Written exercise: Set the listing down again exactly, please, apart from its pictures.

..............................

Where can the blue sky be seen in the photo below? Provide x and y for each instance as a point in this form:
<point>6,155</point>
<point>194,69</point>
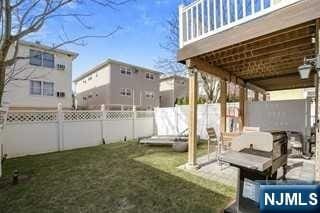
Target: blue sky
<point>143,28</point>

..............................

Result of this task:
Where can the blue sky be seen in the photo below? Provide x and y for each instance as a point in this form:
<point>6,155</point>
<point>194,69</point>
Target: blue sky
<point>143,28</point>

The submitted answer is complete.